Goal of the exercise: Copy out every line in the records below that contains the word "polo".

####

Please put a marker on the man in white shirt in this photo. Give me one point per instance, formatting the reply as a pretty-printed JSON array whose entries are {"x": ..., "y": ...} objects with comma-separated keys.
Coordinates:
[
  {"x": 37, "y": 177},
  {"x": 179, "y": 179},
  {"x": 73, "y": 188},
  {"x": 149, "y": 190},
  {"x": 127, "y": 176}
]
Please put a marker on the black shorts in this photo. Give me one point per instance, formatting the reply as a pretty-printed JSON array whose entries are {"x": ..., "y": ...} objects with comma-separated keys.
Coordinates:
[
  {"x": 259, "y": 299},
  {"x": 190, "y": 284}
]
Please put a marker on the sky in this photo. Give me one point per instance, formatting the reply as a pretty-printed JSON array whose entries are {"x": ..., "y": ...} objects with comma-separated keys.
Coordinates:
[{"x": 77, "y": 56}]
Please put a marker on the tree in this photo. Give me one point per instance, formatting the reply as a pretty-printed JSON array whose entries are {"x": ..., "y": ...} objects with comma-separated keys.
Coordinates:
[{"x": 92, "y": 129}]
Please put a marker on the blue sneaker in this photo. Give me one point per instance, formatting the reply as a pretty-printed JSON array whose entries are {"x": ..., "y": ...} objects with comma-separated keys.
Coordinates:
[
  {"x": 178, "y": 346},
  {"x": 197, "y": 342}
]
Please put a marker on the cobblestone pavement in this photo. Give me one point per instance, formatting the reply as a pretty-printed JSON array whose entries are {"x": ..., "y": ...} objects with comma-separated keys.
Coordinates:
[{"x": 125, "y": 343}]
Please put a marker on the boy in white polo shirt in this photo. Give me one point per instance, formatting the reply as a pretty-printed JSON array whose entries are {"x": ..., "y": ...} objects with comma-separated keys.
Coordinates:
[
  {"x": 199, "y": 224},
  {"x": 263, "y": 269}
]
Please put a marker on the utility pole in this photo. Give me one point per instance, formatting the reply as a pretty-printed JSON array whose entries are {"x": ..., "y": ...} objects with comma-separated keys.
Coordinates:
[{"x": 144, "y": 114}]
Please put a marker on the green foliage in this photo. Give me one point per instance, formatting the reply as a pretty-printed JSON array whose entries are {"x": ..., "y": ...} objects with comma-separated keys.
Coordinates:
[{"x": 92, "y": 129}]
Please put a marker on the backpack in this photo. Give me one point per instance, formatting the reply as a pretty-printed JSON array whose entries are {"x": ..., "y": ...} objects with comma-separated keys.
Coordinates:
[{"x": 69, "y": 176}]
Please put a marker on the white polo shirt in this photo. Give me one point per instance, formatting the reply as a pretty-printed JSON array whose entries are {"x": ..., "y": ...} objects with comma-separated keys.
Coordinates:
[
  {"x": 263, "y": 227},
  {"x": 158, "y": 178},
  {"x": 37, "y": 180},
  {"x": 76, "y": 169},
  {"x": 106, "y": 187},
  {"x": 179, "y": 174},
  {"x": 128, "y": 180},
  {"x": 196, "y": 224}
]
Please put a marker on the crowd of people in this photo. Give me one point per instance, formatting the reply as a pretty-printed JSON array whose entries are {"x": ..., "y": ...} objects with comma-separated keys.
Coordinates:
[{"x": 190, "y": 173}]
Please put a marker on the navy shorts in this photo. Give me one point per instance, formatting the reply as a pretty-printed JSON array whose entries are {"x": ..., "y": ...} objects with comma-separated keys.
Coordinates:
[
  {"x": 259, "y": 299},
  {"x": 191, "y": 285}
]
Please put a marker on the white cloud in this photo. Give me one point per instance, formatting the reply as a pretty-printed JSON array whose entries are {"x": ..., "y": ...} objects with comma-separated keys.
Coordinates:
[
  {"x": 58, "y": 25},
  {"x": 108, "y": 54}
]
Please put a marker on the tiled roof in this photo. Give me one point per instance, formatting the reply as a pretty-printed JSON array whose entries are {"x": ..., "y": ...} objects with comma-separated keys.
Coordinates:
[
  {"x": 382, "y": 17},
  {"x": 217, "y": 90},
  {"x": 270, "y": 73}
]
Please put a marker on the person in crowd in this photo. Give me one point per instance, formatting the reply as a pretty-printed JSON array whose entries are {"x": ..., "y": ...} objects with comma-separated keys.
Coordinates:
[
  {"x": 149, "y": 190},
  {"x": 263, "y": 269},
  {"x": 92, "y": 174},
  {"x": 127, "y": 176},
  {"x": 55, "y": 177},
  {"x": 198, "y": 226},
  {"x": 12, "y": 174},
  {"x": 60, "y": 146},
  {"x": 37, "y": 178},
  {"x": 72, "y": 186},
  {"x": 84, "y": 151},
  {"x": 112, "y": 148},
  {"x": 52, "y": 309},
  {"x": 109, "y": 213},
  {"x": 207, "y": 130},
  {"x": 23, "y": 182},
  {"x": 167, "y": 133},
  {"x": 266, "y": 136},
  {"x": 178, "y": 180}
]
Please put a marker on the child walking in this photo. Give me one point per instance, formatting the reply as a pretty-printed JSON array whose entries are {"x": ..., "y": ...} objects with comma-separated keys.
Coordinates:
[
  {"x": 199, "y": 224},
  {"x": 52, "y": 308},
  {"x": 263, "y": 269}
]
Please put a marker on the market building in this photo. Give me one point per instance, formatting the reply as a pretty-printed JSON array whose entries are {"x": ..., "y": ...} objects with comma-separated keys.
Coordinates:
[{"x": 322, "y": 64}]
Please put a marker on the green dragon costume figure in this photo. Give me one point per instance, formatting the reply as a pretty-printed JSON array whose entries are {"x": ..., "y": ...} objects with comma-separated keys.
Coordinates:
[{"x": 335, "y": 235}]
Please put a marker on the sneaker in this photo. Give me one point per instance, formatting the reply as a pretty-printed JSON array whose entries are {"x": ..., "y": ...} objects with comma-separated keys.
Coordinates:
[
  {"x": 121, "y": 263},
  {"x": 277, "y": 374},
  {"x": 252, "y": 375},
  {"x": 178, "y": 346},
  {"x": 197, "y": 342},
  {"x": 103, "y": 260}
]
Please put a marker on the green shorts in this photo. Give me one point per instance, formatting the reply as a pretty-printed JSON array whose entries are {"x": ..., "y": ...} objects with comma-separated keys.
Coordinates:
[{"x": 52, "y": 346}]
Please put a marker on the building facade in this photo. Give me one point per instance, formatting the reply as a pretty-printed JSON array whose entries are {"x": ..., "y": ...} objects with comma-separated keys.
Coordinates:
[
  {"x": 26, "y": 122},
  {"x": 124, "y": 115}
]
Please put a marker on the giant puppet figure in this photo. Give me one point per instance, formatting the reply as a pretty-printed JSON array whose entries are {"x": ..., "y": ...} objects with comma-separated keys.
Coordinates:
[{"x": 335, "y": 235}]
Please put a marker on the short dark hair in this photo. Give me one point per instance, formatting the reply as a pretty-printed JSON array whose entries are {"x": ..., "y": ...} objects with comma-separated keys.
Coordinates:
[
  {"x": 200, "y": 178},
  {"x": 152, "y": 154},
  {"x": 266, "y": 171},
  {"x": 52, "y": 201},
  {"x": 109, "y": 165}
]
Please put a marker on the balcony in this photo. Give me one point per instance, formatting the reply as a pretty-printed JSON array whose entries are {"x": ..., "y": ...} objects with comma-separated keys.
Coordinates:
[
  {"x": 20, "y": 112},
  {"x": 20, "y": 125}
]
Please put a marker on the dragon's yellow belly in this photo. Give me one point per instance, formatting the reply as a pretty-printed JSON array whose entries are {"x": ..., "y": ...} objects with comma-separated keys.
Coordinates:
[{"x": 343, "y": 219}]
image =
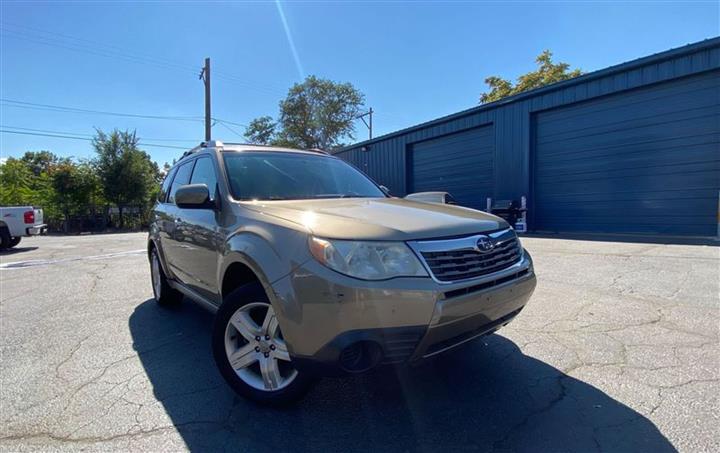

####

Finished exercise:
Please put a marker on the boy in white polo shirt in this photo. Give me one point per instance, formatting the reply as a pretty-printed JSON array whose entries are {"x": ..., "y": ...} objects with comma-separated keys.
Please put a marker on the white polo shirt in this photo. Give me one point per instance, formatting the reply as a pretty-printed JSON array whose entries are {"x": ..., "y": ...} objects with comma-separated keys.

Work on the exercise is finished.